◆ ENTRIES PROVIDED

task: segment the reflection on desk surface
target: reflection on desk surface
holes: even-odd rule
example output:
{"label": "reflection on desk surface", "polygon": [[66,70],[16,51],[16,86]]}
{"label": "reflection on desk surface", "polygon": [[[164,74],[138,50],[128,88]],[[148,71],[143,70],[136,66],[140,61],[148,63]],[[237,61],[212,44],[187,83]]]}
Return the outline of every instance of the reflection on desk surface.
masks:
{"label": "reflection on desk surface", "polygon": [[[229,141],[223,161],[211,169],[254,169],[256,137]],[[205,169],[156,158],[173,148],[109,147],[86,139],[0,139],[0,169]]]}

◆ WORK INSTRUCTIONS
Express the lines above as a JSON list of strings, one string per line, leaving out any blank lines.

◆ COMPLETE ANSWER
[
  "task: segment the reflection on desk surface",
  "target: reflection on desk surface",
  "holes: even-odd rule",
  "example output:",
  "{\"label\": \"reflection on desk surface\", \"polygon\": [[66,70],[16,51],[16,86]]}",
  "{\"label\": \"reflection on desk surface\", \"polygon\": [[[164,74],[138,50],[128,88]],[[148,71],[143,70],[136,66],[140,61],[148,63]],[[237,61],[212,44],[187,83]]]}",
  "Return the outline of every instance of the reflection on desk surface.",
  "masks:",
  "{\"label\": \"reflection on desk surface\", \"polygon\": [[[229,141],[223,161],[211,169],[254,169],[256,137]],[[205,169],[156,158],[173,148],[109,147],[86,139],[0,139],[0,169]]]}"
]